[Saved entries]
* * * * * * * * *

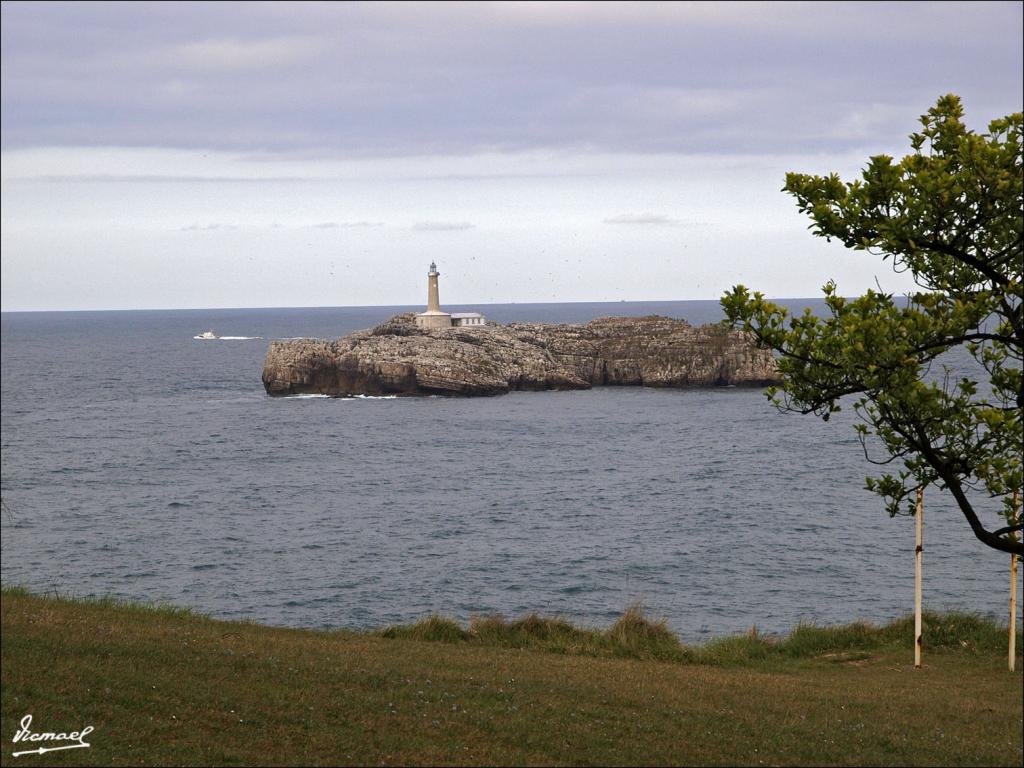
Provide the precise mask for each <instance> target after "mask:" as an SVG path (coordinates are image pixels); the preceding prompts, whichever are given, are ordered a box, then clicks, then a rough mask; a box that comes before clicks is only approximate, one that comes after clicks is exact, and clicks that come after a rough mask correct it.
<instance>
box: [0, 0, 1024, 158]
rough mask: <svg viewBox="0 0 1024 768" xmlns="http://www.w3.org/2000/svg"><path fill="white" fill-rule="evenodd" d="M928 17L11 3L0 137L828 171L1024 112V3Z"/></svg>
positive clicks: (688, 10)
mask: <svg viewBox="0 0 1024 768" xmlns="http://www.w3.org/2000/svg"><path fill="white" fill-rule="evenodd" d="M734 6H735V7H734ZM926 7H927V12H923V11H922V10H921V8H920V6H919V5H918V4H910V3H871V4H859V3H810V4H802V3H791V4H785V3H783V4H779V3H742V4H738V3H735V4H733V3H723V4H717V3H715V4H713V3H655V4H643V3H629V4H611V3H596V4H588V3H568V4H557V3H525V4H522V3H511V4H499V5H494V4H489V3H486V4H485V3H450V4H445V3H441V4H432V3H414V4H406V3H399V4H392V3H287V4H286V3H280V4H279V3H239V4H236V3H173V4H170V3H168V4H163V3H133V4H120V3H115V4H106V3H67V4H65V3H57V2H51V3H3V4H0V12H2V16H3V18H2V20H3V24H2V26H0V35H2V47H0V58H2V65H3V66H2V68H0V79H2V86H3V87H2V91H0V93H2V95H0V116H2V117H0V124H2V131H0V136H2V144H3V146H4V147H5V148H13V147H27V146H37V147H38V146H94V147H98V146H148V147H154V146H161V147H178V148H208V150H220V151H230V152H271V153H274V152H276V153H282V152H294V153H308V154H309V155H316V154H319V155H321V156H322V157H323V156H327V155H332V154H334V155H335V156H344V157H346V158H354V157H383V156H388V157H412V156H427V155H430V156H439V155H463V156H467V155H472V154H479V153H487V152H510V151H516V152H521V151H534V150H543V151H549V150H550V151H556V152H577V151H583V152H602V153H687V154H705V153H718V154H735V155H739V154H744V155H749V154H765V153H767V154H772V153H809V152H814V153H818V152H825V153H828V152H842V151H846V150H852V148H861V147H865V146H870V147H871V148H872V150H882V151H886V150H888V147H889V146H890V145H891V144H892V143H895V142H899V143H900V144H901V145H902V144H903V143H904V142H905V138H906V135H907V134H908V133H909V132H910V131H912V130H914V129H915V128H916V125H915V119H916V117H918V116H919V115H921V114H923V113H924V112H925V111H926V110H927V109H928V108H929V106H931V105H932V104H934V102H935V99H936V98H937V97H938V96H939V95H941V94H943V93H946V92H947V91H949V90H954V91H956V92H957V93H959V94H961V95H962V96H963V97H964V99H965V104H966V106H967V110H968V118H969V119H971V118H972V117H973V116H976V117H977V122H976V125H978V126H979V127H981V128H984V127H985V124H986V123H987V120H989V119H991V118H993V117H1000V116H1004V115H1007V114H1009V113H1011V112H1016V111H1018V110H1020V109H1021V96H1020V94H1021V91H1022V88H1024V78H1022V74H1021V73H1022V68H1021V59H1022V48H1024V43H1022V35H1021V32H1020V30H1021V20H1022V18H1021V16H1022V10H1021V9H1022V5H1021V4H1020V3H983V2H976V3H972V12H971V13H970V14H965V13H964V12H963V8H962V6H961V4H958V3H933V4H929V5H927V6H926ZM240 8H241V9H240ZM822 62H827V66H822ZM992 72H998V73H1000V77H999V78H993V77H992V76H991V73H992Z"/></svg>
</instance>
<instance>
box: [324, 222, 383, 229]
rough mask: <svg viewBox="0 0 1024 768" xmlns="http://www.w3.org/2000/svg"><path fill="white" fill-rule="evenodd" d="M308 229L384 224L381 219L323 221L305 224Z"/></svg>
mask: <svg viewBox="0 0 1024 768" xmlns="http://www.w3.org/2000/svg"><path fill="white" fill-rule="evenodd" d="M306 226H307V227H308V228H310V229H352V228H357V227H364V226H384V222H383V221H324V222H322V223H319V224H307V225H306Z"/></svg>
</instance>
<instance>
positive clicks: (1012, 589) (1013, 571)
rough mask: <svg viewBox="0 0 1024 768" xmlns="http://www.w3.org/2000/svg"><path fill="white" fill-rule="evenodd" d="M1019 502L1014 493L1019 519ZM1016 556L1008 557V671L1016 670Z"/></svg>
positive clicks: (1016, 600) (1016, 647) (1016, 562)
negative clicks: (1009, 662) (1009, 567)
mask: <svg viewBox="0 0 1024 768" xmlns="http://www.w3.org/2000/svg"><path fill="white" fill-rule="evenodd" d="M1019 500H1020V492H1019V490H1015V492H1014V516H1015V517H1016V519H1017V520H1020V519H1021V513H1020V512H1018V511H1017V504H1018V502H1019ZM1016 538H1017V534H1016V532H1011V534H1010V539H1011V540H1015V539H1016ZM1019 559H1020V558H1019V557H1017V555H1010V671H1011V672H1013V671H1014V670H1015V669H1016V668H1017V561H1018V560H1019Z"/></svg>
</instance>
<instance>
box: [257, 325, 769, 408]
mask: <svg viewBox="0 0 1024 768" xmlns="http://www.w3.org/2000/svg"><path fill="white" fill-rule="evenodd" d="M414 316H415V315H414V314H412V313H408V314H399V315H395V316H394V317H392V318H391V319H389V321H388V322H387V323H385V324H383V325H381V326H378V327H377V328H375V329H373V330H371V331H356V332H355V333H352V334H349V335H348V336H345V337H344V338H342V339H338V340H337V341H322V340H316V339H299V340H290V341H274V342H272V343H271V344H270V346H269V348H268V349H267V351H266V359H265V360H264V362H263V386H264V387H265V388H266V391H267V392H268V393H269V394H271V395H287V394H329V395H334V396H348V395H355V394H399V395H417V394H452V395H485V394H501V393H503V392H508V391H510V390H513V389H589V388H590V387H593V386H616V385H617V386H650V387H689V386H723V385H730V384H732V385H754V386H764V385H767V384H770V383H773V382H775V381H777V380H778V377H777V375H776V373H775V365H774V360H773V358H772V355H771V352H770V351H768V350H763V349H758V348H757V347H756V346H755V345H754V343H753V342H752V341H751V340H750V339H749V338H746V337H744V336H743V335H742V334H741V333H739V332H737V331H730V330H728V329H725V328H722V327H719V326H700V327H698V328H694V327H693V326H690V325H689V324H688V323H686V322H685V321H678V319H671V318H669V317H657V316H650V317H601V318H599V319H595V321H591V322H590V323H587V324H586V325H579V326H578V325H549V324H534V323H529V324H526V323H513V324H509V325H490V326H485V327H483V328H446V329H433V330H427V329H420V328H417V327H416V324H415V322H414V319H413V318H414Z"/></svg>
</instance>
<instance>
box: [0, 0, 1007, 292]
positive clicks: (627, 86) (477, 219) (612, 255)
mask: <svg viewBox="0 0 1024 768" xmlns="http://www.w3.org/2000/svg"><path fill="white" fill-rule="evenodd" d="M1022 8H1024V4H1022V3H1020V2H994V3H986V2H971V3H961V2H941V3H929V2H910V3H885V2H871V3H861V2H853V3H826V2H810V3H804V2H795V3H737V2H728V3H711V2H709V3H700V2H697V3H689V2H681V3H644V2H623V3H616V2H594V3H590V2H578V3H560V2H494V3H457V2H443V3H425V2H422V3H421V2H417V3H383V2H372V3H357V2H353V3H303V2H287V3H278V2H254V3H247V2H229V3H215V2H209V3H204V2H191V3H187V2H171V3H161V2H154V3H148V2H134V3H89V2H72V3H59V2H18V1H17V0H15V1H13V2H11V1H9V0H8V1H5V2H3V3H2V5H0V13H2V31H0V35H2V54H0V63H2V69H0V83H2V93H0V160H2V170H0V247H2V259H0V305H2V309H3V311H17V310H48V309H141V308H191V307H256V306H353V305H382V304H383V305H417V304H421V303H425V301H426V271H427V268H428V265H429V263H430V262H431V261H435V262H436V263H437V266H438V269H439V271H440V272H441V278H440V297H441V303H442V305H444V304H458V305H472V304H475V303H479V304H486V303H503V302H535V301H620V300H628V301H643V300H675V299H680V300H682V299H717V298H719V297H720V296H721V295H722V293H723V292H725V291H726V290H728V289H729V288H730V287H731V286H733V285H736V284H740V283H741V284H743V285H746V286H749V287H751V288H754V289H757V290H760V291H762V292H764V293H765V294H767V295H768V296H773V297H779V298H783V297H785V298H787V297H809V296H817V295H820V287H821V286H822V285H823V284H824V283H825V282H826V281H829V280H835V281H836V282H837V284H838V285H839V289H840V293H842V294H845V295H854V294H858V293H861V292H863V291H864V290H866V289H868V288H876V289H877V288H879V287H881V288H882V289H883V290H886V291H890V292H894V293H902V292H905V291H909V290H911V289H912V285H911V283H910V282H909V280H908V279H907V276H906V275H897V274H895V273H893V271H892V269H891V268H890V267H889V265H888V262H883V261H882V260H881V259H880V258H878V257H874V256H871V255H869V254H865V253H854V252H850V251H847V250H845V249H844V248H843V247H842V246H840V245H839V244H836V243H833V244H827V243H824V242H823V241H822V240H820V239H818V238H814V237H812V236H811V234H810V232H809V230H808V225H809V220H808V219H807V218H806V217H805V216H803V215H802V214H800V212H799V211H798V210H797V207H796V204H795V203H794V201H793V200H792V198H790V197H787V196H786V195H785V194H783V193H782V191H780V189H781V186H782V183H783V178H784V174H785V172H786V171H800V172H806V173H819V174H823V173H828V172H833V171H836V172H839V173H840V174H841V175H842V176H843V177H844V178H845V179H848V180H852V179H853V178H854V177H855V176H856V175H857V174H858V173H859V171H860V169H861V168H863V166H864V164H865V161H866V160H867V158H868V157H870V156H873V155H879V154H888V155H892V156H895V157H901V156H902V155H905V154H906V153H907V152H908V151H909V144H908V142H907V135H908V134H909V133H911V132H912V131H913V130H915V129H916V127H918V125H919V123H918V119H919V117H920V116H921V115H922V114H924V113H925V112H926V111H927V110H928V109H929V108H930V106H932V105H934V103H935V101H936V99H937V98H938V97H939V96H940V95H943V94H945V93H950V92H952V93H956V94H958V95H959V96H961V97H962V98H963V100H964V105H965V109H966V111H967V118H966V119H967V122H968V123H969V124H970V125H971V126H972V127H973V128H975V129H976V130H984V129H985V126H986V125H987V123H988V121H989V120H991V119H993V118H997V117H1002V116H1005V115H1008V114H1010V113H1013V112H1019V111H1021V109H1022V90H1024V80H1022V72H1024V33H1022V29H1024V18H1022V15H1024V14H1022Z"/></svg>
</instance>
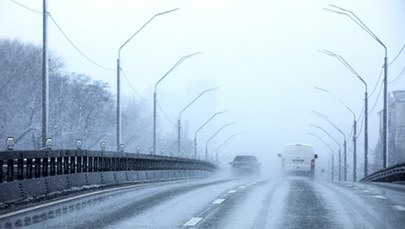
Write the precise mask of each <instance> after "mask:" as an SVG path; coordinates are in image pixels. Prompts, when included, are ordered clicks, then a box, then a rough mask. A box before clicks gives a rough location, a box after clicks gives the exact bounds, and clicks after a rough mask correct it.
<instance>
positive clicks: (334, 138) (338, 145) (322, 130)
mask: <svg viewBox="0 0 405 229" xmlns="http://www.w3.org/2000/svg"><path fill="white" fill-rule="evenodd" d="M311 126H313V127H315V128H318V129H320V130H322V131H323V132H324V133H325V134H327V135H328V136H329V137H330V138H331V139H332V140H333V141H334V142H335V143H336V144H337V145H338V146H339V150H340V144H339V142H338V141H337V140H336V139H335V138H334V137H333V136H332V135H331V134H329V132H328V131H326V130H325V129H324V128H322V127H320V126H316V125H313V124H311Z"/></svg>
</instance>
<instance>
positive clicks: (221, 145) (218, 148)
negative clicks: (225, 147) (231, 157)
mask: <svg viewBox="0 0 405 229" xmlns="http://www.w3.org/2000/svg"><path fill="white" fill-rule="evenodd" d="M243 133H245V132H239V133H236V134H233V135H231V136H230V137H229V138H228V139H226V140H225V141H224V142H223V143H222V144H221V145H219V146H218V147H217V150H216V151H217V152H218V150H219V149H220V148H221V147H222V146H224V145H225V144H226V143H228V142H229V141H230V140H231V139H232V138H234V137H235V136H238V135H241V134H243Z"/></svg>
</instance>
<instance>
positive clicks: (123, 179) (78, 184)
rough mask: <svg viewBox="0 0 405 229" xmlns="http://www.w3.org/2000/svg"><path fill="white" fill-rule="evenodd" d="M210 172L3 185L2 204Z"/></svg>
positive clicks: (204, 174)
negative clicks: (113, 186)
mask: <svg viewBox="0 0 405 229" xmlns="http://www.w3.org/2000/svg"><path fill="white" fill-rule="evenodd" d="M209 174H210V172H207V171H194V170H149V171H148V170H141V171H113V172H111V171H110V172H91V173H90V172H88V173H74V174H66V175H58V176H49V177H40V178H33V179H28V180H16V181H11V182H7V183H0V204H8V203H14V202H18V201H24V200H30V199H33V198H44V197H47V196H51V195H55V194H57V193H58V192H62V191H66V192H69V191H73V190H80V188H84V187H85V186H100V185H101V186H110V185H120V184H126V183H136V182H145V181H164V180H173V179H185V178H197V177H201V176H208V175H209Z"/></svg>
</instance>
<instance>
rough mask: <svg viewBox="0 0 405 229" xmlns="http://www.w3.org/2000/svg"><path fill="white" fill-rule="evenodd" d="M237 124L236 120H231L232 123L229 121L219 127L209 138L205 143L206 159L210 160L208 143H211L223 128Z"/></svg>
mask: <svg viewBox="0 0 405 229" xmlns="http://www.w3.org/2000/svg"><path fill="white" fill-rule="evenodd" d="M235 124H236V122H230V123H227V124H225V125H223V126H222V127H221V128H219V129H218V130H217V131H216V132H215V133H214V134H213V135H212V136H211V137H210V138H209V139H208V140H207V142H206V143H205V160H208V143H209V142H210V141H211V140H212V139H213V138H214V137H215V136H217V134H219V132H221V131H222V130H223V129H225V128H226V127H228V126H231V125H235Z"/></svg>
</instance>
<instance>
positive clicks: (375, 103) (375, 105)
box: [369, 83, 384, 113]
mask: <svg viewBox="0 0 405 229" xmlns="http://www.w3.org/2000/svg"><path fill="white" fill-rule="evenodd" d="M383 86H384V84H382V83H381V86H380V90H379V91H378V95H377V98H376V100H375V102H374V105H373V107H372V108H371V110H370V112H369V113H371V112H373V111H374V109H375V107H376V105H377V102H378V100H379V98H380V95H381V91H382V89H383Z"/></svg>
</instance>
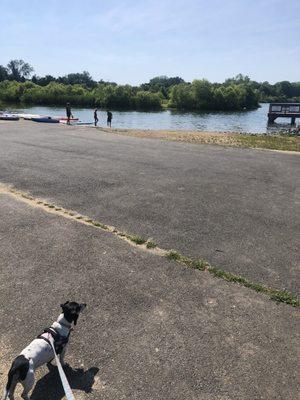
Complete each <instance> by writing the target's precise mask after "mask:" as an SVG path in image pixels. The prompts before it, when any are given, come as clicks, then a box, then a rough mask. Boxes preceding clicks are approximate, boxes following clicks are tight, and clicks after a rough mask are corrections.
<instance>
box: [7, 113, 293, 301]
mask: <svg viewBox="0 0 300 400" xmlns="http://www.w3.org/2000/svg"><path fill="white" fill-rule="evenodd" d="M299 177H300V158H299V155H298V154H287V153H280V152H274V151H266V150H252V149H237V148H223V147H218V146H209V145H192V144H185V143H174V142H163V141H160V140H149V139H140V138H133V137H125V136H119V135H113V134H109V133H105V132H102V131H101V130H98V129H94V128H92V127H88V128H86V127H68V126H58V125H56V124H53V125H52V124H48V125H47V124H37V123H32V122H28V121H24V122H19V123H9V122H5V123H2V124H0V182H2V183H6V184H12V185H14V186H15V187H16V188H18V189H21V190H25V191H28V192H30V193H31V194H33V195H35V196H40V197H42V198H46V199H49V200H50V201H53V202H54V203H56V204H59V205H61V206H64V207H66V208H71V209H74V210H75V211H78V212H81V213H84V214H86V215H88V216H90V217H92V218H97V219H99V220H100V221H101V222H104V223H106V224H110V225H114V226H116V227H118V228H119V229H123V230H125V231H127V232H128V233H131V234H138V235H141V236H143V237H146V238H148V237H151V238H153V240H154V241H155V242H156V243H158V245H159V246H160V247H163V248H173V249H176V250H178V251H180V252H182V253H183V254H185V255H187V256H189V257H194V258H204V259H206V260H207V261H208V262H210V263H211V264H212V265H214V266H216V267H219V268H222V269H224V270H227V271H230V272H233V273H237V274H241V275H243V276H246V277H248V278H250V279H251V280H253V281H255V282H262V283H264V284H267V285H270V286H273V287H274V288H277V289H288V290H290V291H292V292H294V293H296V294H299V293H300V279H299V278H300V274H299V251H298V250H299V227H300V224H299V221H300V217H299V216H300V212H299V208H300V207H299V205H300V196H299Z"/></svg>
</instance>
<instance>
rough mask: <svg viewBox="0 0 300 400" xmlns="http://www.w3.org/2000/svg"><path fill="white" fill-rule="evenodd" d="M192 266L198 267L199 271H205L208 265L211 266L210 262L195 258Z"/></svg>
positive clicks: (196, 267)
mask: <svg viewBox="0 0 300 400" xmlns="http://www.w3.org/2000/svg"><path fill="white" fill-rule="evenodd" d="M191 267H192V268H194V269H198V270H199V271H204V270H205V269H206V268H207V267H209V263H208V262H207V261H205V260H195V261H192V264H191Z"/></svg>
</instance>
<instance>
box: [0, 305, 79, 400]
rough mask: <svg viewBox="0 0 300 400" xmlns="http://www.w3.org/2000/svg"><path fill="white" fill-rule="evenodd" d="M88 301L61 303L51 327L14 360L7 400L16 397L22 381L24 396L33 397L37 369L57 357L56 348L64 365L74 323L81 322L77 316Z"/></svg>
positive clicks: (31, 343) (25, 398) (45, 330)
mask: <svg viewBox="0 0 300 400" xmlns="http://www.w3.org/2000/svg"><path fill="white" fill-rule="evenodd" d="M85 307H86V304H79V303H76V302H74V301H71V302H70V301H67V302H66V303H64V304H61V308H62V310H63V312H62V314H60V315H59V317H58V318H57V321H55V322H54V323H53V324H52V325H51V327H50V328H47V329H45V330H44V332H43V333H42V334H40V335H39V336H38V337H37V338H36V339H34V340H33V341H32V342H31V343H30V344H29V345H28V346H27V347H25V349H24V350H23V351H22V352H21V354H20V355H19V356H18V357H17V358H16V359H15V360H14V361H13V363H12V366H11V368H10V370H9V372H8V381H7V385H6V390H5V394H4V399H3V400H6V399H7V398H8V399H10V400H14V391H15V388H16V385H17V383H18V382H20V383H21V384H22V385H23V388H24V390H23V393H22V397H23V399H25V400H30V397H29V392H30V391H31V389H32V388H33V385H34V372H35V370H36V369H37V368H38V367H40V366H41V365H43V364H46V363H48V362H51V361H52V360H53V358H54V352H53V348H52V346H51V342H52V343H53V344H54V348H55V351H56V353H57V354H59V358H60V362H61V364H62V365H64V356H65V353H66V345H67V343H68V341H69V336H70V333H71V326H72V323H73V322H74V325H76V323H77V319H78V316H79V314H80V313H81V311H83V310H84V309H85Z"/></svg>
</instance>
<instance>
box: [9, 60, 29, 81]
mask: <svg viewBox="0 0 300 400" xmlns="http://www.w3.org/2000/svg"><path fill="white" fill-rule="evenodd" d="M7 70H8V73H9V75H10V79H12V80H15V81H18V82H20V81H24V80H25V79H27V78H29V76H30V75H31V74H32V72H33V68H32V67H31V65H30V64H28V63H26V62H25V61H23V60H11V61H10V62H9V63H8V64H7Z"/></svg>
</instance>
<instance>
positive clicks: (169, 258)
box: [166, 250, 181, 261]
mask: <svg viewBox="0 0 300 400" xmlns="http://www.w3.org/2000/svg"><path fill="white" fill-rule="evenodd" d="M166 257H167V259H168V260H171V261H179V260H180V259H181V255H180V254H179V253H178V252H177V251H174V250H171V251H169V252H168V254H167V255H166Z"/></svg>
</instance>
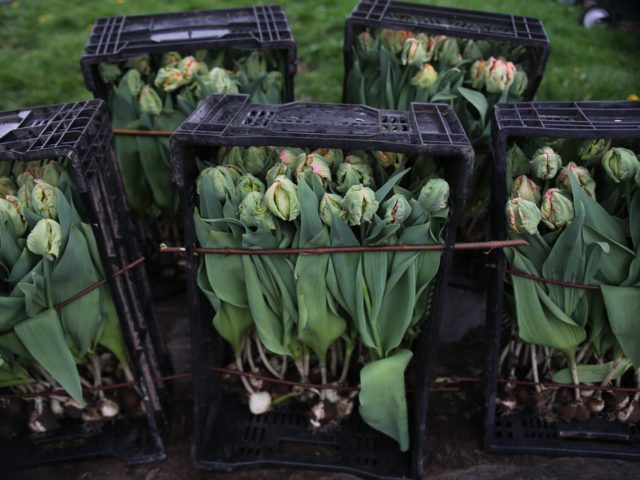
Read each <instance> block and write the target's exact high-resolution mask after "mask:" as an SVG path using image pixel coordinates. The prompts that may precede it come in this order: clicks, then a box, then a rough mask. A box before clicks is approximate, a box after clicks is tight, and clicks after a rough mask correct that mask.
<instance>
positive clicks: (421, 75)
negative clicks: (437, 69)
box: [411, 63, 438, 89]
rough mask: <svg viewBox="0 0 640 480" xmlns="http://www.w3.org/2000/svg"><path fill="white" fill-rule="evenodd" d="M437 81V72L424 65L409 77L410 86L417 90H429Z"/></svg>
mask: <svg viewBox="0 0 640 480" xmlns="http://www.w3.org/2000/svg"><path fill="white" fill-rule="evenodd" d="M437 80H438V72H437V71H436V69H435V68H433V65H431V64H430V63H425V64H424V65H423V66H422V68H421V69H420V70H419V71H418V73H416V74H415V75H414V76H413V77H411V85H413V86H414V87H418V88H425V89H427V88H431V86H432V85H433V84H434V83H436V81H437Z"/></svg>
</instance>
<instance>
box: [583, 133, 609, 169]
mask: <svg viewBox="0 0 640 480" xmlns="http://www.w3.org/2000/svg"><path fill="white" fill-rule="evenodd" d="M610 146H611V140H610V139H607V138H600V139H596V140H584V141H583V142H581V143H580V145H579V146H578V156H579V157H580V159H581V160H584V161H585V162H586V163H587V165H593V164H594V163H596V162H598V161H599V160H600V159H601V158H602V156H603V155H604V154H605V153H606V152H607V150H609V147H610Z"/></svg>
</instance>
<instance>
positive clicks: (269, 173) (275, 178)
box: [265, 162, 291, 185]
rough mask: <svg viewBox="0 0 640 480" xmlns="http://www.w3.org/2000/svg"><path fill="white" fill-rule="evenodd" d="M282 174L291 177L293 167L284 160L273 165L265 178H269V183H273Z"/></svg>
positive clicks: (285, 176) (267, 178)
mask: <svg viewBox="0 0 640 480" xmlns="http://www.w3.org/2000/svg"><path fill="white" fill-rule="evenodd" d="M280 175H284V176H285V177H287V178H291V169H290V168H289V165H285V164H284V163H282V162H278V163H276V164H275V165H274V166H273V167H271V168H270V169H269V170H268V171H267V174H266V175H265V179H266V180H267V184H268V185H271V184H272V183H273V182H274V181H275V180H276V178H277V177H279V176H280Z"/></svg>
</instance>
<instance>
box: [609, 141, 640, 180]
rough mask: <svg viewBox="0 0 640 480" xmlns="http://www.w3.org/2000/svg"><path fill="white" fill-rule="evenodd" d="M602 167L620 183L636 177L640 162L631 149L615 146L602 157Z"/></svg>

* * * * * * * * *

Instructions to follow – Establish how many lines of the entries hold the word "that", giving nothing but the number.

Answer to the exercise – 2